Referring expression pointing data:
**********
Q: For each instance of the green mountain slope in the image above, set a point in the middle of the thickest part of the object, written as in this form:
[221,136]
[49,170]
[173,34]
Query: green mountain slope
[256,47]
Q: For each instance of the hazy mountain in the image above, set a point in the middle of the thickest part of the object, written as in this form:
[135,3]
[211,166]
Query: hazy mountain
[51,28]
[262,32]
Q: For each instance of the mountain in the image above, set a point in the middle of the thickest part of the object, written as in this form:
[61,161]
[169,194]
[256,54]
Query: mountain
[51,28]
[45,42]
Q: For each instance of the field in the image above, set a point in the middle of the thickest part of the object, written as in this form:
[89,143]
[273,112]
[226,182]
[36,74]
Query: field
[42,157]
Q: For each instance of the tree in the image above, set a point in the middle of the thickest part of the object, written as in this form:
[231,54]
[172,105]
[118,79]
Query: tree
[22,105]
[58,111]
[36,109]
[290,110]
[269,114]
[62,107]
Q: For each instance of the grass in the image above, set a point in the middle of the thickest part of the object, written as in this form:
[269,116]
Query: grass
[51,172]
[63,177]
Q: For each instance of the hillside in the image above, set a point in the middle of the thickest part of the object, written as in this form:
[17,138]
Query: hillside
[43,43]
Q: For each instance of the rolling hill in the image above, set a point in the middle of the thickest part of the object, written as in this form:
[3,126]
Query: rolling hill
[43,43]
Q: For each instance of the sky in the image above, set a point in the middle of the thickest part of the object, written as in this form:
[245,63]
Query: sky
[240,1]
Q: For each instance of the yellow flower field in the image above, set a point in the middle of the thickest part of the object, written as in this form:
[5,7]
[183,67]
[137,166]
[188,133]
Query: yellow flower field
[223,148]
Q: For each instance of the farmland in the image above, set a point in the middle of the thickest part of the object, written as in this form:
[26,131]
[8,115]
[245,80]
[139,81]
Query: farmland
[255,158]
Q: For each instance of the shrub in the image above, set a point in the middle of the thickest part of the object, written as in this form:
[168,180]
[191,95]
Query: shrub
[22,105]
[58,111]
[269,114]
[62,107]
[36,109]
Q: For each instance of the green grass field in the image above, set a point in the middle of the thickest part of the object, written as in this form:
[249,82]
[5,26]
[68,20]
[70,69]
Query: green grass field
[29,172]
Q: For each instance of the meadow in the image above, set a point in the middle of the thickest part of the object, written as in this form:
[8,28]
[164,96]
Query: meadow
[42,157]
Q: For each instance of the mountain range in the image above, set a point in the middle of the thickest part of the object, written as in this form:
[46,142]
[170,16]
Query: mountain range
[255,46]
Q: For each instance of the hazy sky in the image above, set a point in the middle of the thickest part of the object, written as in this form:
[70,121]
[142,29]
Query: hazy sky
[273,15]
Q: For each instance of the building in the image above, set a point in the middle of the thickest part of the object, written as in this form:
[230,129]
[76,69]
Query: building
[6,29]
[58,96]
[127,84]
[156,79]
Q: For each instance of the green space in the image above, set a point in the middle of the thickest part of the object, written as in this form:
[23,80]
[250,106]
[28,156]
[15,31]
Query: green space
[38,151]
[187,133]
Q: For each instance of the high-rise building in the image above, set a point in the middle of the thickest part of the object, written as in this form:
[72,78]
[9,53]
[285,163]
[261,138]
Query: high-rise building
**********
▸ TASK OBJECTIVE
Could you restate every entry verbatim, please?

▸ OUTPUT BELOW
Q: For each instance of the green mountain slope in the image above, set a point in the middle of the thickest part of the object, written as in this form:
[221,136]
[49,170]
[173,34]
Query: green mountain slope
[256,47]
Q: For each instance of the hazy mountain in the image above, set a point in the middle of the thickest part of the object, written as in this form:
[135,3]
[211,166]
Query: hazy mountain
[51,28]
[262,32]
Q: For each instance of the mountain in the image above, set a point in the middle of the thickest part of the object, written as in this form:
[61,161]
[169,194]
[256,54]
Query: mountain
[51,28]
[45,42]
Q: For each instance of the field in the image above, set a point in the middle of the thickest part of the object, written as in this form:
[89,143]
[273,112]
[226,182]
[36,74]
Query: field
[42,157]
Q: For each instance of the tree in the image above, set a point in the middle of the thickest part of the object, written as in this form:
[231,54]
[172,105]
[118,79]
Query: tree
[22,105]
[58,111]
[36,109]
[290,110]
[269,114]
[62,107]
Q: For each instance of the grass in the image above, set a point in the middle of the thickest part of the object, written as in this form:
[269,116]
Query: grass
[51,172]
[63,177]
Q: For each instance of the hillside in the image above, set a point in the middle of the thickest part of the object, written as in this form:
[17,138]
Query: hillside
[43,43]
Q: For each instance of the rolling hill in the image above, set a point in the middle of the thickest part of the object, written as in this form:
[3,126]
Query: rolling hill
[43,43]
Q: For each instance of the sky in the image above, set a point in the middle of the thickest part of the object, written as in this form:
[245,63]
Query: sky
[240,1]
Q: For each instance of the yellow flower field in the image above, set a point in the middle of the thickest part of the object, written as in this form:
[5,7]
[183,67]
[137,166]
[188,133]
Query: yellow flower field
[223,148]
Q: For each instance of the farmland in the image above, set a point in the middle of the thickest part of the object, written as in this form:
[26,131]
[8,115]
[245,80]
[139,81]
Query: farmland
[255,158]
Q: For each instance of the shrub in the image above, set a point in the middle of the thickest part of the object, written as in this form:
[168,180]
[191,95]
Query: shrub
[22,105]
[58,111]
[269,114]
[62,107]
[36,109]
Q: For each instance of the green grass field in the image above, set a point in the middle of the thickest part of the object, written as in this form:
[249,82]
[5,26]
[68,20]
[70,69]
Query: green grass field
[29,172]
Q: For each instance of the meadow in the image above, set a point in the middle of the thickest part of the object, written as in this form:
[8,28]
[164,96]
Query: meadow
[42,157]
Q: For each instance of the mountain range in the image above, set a point in the middle of the thickest part of the object, written as in this form:
[46,142]
[170,16]
Query: mountain range
[255,46]
Q: For each instance of the hazy sky in the image above, set a point in the middle of the thickest part of the object, written as in this form:
[70,121]
[142,29]
Query: hazy sky
[273,15]
Q: For each instance of the building in the image above, set a point in the middle of the thickest part of the object, written as in this form:
[230,129]
[76,69]
Query: building
[6,29]
[58,96]
[127,84]
[156,79]
Q: For each instance of the green space in the image above, set a point in the middle of the thickest part of the object, written as in this form:
[23,80]
[250,106]
[28,156]
[15,31]
Query: green space
[38,151]
[187,133]
Q: For each instance of the high-rise building in the image above, set a point in the middle of the thickest part of the object, written as in this form:
[72,78]
[9,53]
[285,163]
[261,138]
Query: high-rise building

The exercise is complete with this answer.